>> start MATERIAL FOR THIS EXERCISE
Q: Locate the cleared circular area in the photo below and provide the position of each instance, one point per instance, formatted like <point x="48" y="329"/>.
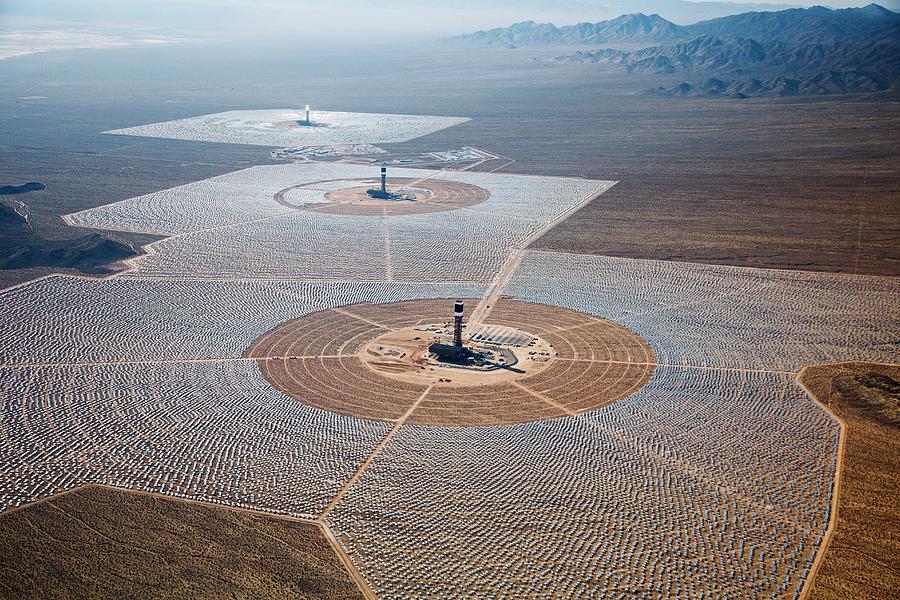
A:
<point x="349" y="197"/>
<point x="324" y="360"/>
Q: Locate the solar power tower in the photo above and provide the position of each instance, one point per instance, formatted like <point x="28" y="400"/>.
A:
<point x="457" y="325"/>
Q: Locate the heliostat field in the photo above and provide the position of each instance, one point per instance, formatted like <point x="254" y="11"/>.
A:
<point x="651" y="441"/>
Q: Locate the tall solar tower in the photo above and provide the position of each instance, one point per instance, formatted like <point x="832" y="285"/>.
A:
<point x="457" y="323"/>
>> end MATERIAL FOR THIS EXERCISE
*TASK PROMPT*
Format the rows from the line containing "Q: Locate the solar" through the end of the rows, inclusive, as a JSON list of strings with one string per line and blank lines omitted.

*SOLUTION FOR THIS EXERCISE*
[
  "Q: Locate the solar power tower in the photo above and provide the position of each instance, one point per instance, formatted like <point x=\"28\" y=\"400\"/>.",
  "A:",
  "<point x=\"457\" y=\"325\"/>",
  "Q: Locate the heliostat field in the photo above and provide the position of each instance, one point per instance, formatted like <point x=\"254\" y=\"11\"/>.",
  "A:",
  "<point x=\"651\" y=\"441\"/>",
  "Q: Locate the tall solar tower in the photo above and provide the position of each instance, one point per instance, formatted like <point x=\"832\" y=\"285\"/>.",
  "A:",
  "<point x=\"457\" y=\"323\"/>"
]